## Work task
According to the book review, what is the average lifespan of a marker?
───── Study text
THE EYE OF THE RED TSAR – Sam Eastland

Pekkala is a prisoner in one of the gulags that dot Siberia.  It is 1929 and Pekkala has been a “marker” in the forest for nine years.  His job is to walk through the forest carrying a can of red paint.  When he sees a tree that should be cut down by other prisoners, he puts his hand in the red paint and leaves his mark on the tree.  The average lifespan of a marker is six months.  Pekkala has survived using the extraordinary talents and intelligence that made him, a Finnish conscript in the army of Tsar Nicholas II, to his post as the man closest to the tsar, his chief spy.  He is known, and feared, throughout Russia, as the Emerald Eye.

Alone in the woods for nine years, Pekkala is shocked to discover a commissar in Stalin’s government waiting for him at his hut.  Pekkala is ordered back to Moscow to serve the new government.  Stalin needs Pekkala to find the bodies of the Romanovs so that rumors of the survival of Alexei and Maria, the heir and his sister, can be denied before they undermine the government of the Red Revolution.   There is no one alive who knew the Romanovs as intimately as Pekkala did.  In return for his help, his sentence will be commuted and he will be free to leave Russia and go wherever he wishes to spend the rest of his life.

The story alternates between the time before the revolution and the time after Pekkala is brought from the gulag.  The author brings the royal family to life, particularly Nicholas II.  This is fiction so some of the details aren’t accurate but the changes are in service to the authors vision of the story.  It is a story I know very well.
──────────
───── Data for review
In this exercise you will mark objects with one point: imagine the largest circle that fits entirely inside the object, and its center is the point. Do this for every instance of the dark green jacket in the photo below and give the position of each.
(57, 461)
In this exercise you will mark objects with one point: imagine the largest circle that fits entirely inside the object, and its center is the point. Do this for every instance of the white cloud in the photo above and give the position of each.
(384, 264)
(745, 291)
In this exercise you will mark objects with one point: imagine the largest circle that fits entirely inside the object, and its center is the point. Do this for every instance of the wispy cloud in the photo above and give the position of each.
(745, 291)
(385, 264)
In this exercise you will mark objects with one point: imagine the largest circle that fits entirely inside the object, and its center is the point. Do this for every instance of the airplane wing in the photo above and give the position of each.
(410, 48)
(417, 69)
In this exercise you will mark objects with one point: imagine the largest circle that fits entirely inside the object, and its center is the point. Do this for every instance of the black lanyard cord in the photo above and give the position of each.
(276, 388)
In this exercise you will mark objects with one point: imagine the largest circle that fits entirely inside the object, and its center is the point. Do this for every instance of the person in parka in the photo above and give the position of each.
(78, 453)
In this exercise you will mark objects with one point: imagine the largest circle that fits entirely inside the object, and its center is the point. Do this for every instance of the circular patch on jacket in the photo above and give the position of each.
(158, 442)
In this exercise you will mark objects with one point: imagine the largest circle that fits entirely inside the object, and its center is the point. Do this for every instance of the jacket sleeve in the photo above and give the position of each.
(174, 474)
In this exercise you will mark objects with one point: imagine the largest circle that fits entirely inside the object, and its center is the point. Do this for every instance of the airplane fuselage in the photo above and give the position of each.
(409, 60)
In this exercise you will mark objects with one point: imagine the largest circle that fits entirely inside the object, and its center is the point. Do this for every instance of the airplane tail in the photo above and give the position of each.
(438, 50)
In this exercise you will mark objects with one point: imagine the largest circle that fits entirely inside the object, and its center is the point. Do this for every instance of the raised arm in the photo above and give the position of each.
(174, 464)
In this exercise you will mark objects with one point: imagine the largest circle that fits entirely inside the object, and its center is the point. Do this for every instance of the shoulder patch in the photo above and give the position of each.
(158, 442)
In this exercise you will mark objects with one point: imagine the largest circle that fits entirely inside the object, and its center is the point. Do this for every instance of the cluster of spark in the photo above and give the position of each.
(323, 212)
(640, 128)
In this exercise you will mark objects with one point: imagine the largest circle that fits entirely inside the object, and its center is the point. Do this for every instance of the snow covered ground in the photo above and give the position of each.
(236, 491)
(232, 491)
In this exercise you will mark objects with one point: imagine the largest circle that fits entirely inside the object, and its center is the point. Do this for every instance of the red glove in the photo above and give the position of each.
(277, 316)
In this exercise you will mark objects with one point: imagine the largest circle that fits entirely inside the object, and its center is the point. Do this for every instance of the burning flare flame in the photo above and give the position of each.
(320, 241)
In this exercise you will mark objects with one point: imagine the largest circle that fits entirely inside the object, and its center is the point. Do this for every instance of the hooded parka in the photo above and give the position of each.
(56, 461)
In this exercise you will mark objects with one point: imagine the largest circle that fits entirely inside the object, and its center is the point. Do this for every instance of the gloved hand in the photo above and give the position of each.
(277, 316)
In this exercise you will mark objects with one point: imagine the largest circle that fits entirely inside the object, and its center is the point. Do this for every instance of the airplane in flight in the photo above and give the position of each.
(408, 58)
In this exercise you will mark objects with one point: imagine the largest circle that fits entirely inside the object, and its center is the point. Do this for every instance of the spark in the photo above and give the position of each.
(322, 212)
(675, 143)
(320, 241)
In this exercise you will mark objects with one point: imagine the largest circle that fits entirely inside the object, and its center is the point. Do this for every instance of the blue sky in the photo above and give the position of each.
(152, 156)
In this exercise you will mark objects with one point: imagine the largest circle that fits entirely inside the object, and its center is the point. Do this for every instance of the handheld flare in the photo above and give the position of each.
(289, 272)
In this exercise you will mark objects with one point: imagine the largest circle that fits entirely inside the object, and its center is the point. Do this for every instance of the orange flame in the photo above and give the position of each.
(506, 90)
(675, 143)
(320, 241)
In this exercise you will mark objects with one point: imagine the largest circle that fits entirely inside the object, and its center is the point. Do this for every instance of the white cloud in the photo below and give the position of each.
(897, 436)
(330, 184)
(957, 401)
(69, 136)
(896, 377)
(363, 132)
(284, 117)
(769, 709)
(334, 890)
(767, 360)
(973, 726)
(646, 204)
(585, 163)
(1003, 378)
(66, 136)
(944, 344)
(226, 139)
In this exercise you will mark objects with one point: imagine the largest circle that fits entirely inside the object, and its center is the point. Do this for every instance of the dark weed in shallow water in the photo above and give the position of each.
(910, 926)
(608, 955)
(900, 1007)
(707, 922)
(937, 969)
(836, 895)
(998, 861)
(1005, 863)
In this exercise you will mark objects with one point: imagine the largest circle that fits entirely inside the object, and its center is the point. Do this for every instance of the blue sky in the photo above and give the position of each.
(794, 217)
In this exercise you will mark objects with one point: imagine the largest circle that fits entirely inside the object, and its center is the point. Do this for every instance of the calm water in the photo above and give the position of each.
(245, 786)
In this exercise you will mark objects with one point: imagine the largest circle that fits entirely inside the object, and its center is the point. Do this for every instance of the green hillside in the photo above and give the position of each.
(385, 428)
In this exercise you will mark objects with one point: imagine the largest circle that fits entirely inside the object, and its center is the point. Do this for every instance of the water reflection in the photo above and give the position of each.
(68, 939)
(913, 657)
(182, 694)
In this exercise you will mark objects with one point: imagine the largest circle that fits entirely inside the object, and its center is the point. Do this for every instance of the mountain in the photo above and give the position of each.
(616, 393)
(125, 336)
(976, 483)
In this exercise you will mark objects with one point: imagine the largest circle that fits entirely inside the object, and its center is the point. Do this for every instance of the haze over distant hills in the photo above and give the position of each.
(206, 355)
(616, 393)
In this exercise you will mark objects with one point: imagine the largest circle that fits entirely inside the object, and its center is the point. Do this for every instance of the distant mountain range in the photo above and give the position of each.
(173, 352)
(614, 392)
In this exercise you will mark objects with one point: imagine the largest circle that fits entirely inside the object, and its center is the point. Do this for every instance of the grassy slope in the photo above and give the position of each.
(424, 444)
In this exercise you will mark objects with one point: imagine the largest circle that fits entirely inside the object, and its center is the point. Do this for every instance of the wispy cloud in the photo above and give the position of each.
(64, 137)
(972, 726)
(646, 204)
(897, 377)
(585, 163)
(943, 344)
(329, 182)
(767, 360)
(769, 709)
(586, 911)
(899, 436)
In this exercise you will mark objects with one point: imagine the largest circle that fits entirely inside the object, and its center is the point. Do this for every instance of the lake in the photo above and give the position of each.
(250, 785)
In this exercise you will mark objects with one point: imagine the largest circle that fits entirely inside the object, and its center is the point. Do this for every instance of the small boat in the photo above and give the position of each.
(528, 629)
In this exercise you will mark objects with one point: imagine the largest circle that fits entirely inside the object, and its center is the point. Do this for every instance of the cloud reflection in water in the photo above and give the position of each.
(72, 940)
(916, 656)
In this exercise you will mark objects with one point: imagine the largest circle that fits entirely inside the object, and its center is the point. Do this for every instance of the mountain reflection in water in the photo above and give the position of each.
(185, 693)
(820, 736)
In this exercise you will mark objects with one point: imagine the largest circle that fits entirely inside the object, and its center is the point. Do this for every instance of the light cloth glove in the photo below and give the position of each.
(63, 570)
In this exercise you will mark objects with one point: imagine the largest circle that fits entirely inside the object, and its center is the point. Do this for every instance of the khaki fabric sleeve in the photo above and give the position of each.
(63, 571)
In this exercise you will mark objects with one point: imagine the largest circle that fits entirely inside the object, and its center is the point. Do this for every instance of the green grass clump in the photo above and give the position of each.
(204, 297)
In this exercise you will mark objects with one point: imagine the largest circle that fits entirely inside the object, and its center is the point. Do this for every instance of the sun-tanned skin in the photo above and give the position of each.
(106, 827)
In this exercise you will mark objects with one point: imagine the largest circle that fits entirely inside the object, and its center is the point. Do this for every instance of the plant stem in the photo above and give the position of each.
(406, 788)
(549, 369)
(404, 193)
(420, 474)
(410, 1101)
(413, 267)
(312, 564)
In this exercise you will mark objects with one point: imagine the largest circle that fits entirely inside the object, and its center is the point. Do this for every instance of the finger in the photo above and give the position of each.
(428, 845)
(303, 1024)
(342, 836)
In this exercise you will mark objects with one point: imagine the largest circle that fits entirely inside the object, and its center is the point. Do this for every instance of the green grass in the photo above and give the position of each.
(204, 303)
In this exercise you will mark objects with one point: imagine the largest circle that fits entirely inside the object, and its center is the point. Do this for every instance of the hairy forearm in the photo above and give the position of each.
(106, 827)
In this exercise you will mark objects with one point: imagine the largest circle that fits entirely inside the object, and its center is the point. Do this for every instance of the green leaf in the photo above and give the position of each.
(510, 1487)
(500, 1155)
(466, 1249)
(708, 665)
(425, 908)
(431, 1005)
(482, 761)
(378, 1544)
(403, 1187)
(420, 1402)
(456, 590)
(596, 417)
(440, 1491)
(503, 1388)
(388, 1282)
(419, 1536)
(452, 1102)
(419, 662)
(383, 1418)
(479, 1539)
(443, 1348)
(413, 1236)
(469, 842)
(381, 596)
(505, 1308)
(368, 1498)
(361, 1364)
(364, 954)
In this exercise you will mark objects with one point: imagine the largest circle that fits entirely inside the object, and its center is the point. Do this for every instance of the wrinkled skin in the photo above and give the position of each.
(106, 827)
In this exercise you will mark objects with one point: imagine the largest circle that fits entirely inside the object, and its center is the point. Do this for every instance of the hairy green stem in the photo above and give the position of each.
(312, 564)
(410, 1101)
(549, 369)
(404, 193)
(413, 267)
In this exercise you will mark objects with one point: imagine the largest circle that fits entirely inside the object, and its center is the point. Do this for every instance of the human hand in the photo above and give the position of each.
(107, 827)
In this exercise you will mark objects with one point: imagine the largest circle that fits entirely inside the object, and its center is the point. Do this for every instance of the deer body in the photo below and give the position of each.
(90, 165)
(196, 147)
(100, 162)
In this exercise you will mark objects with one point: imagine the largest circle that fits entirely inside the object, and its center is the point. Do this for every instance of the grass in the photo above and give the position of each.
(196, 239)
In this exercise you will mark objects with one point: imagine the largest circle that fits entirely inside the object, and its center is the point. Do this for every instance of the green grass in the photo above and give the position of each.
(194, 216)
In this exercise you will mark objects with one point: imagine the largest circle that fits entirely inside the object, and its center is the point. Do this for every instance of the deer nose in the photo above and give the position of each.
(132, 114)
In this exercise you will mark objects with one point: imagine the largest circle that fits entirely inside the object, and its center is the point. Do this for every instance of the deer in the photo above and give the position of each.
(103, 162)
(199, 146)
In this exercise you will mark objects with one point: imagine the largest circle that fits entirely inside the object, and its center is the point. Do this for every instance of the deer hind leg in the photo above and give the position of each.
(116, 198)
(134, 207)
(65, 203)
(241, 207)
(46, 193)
──────────
## Response to this exercise
Six months.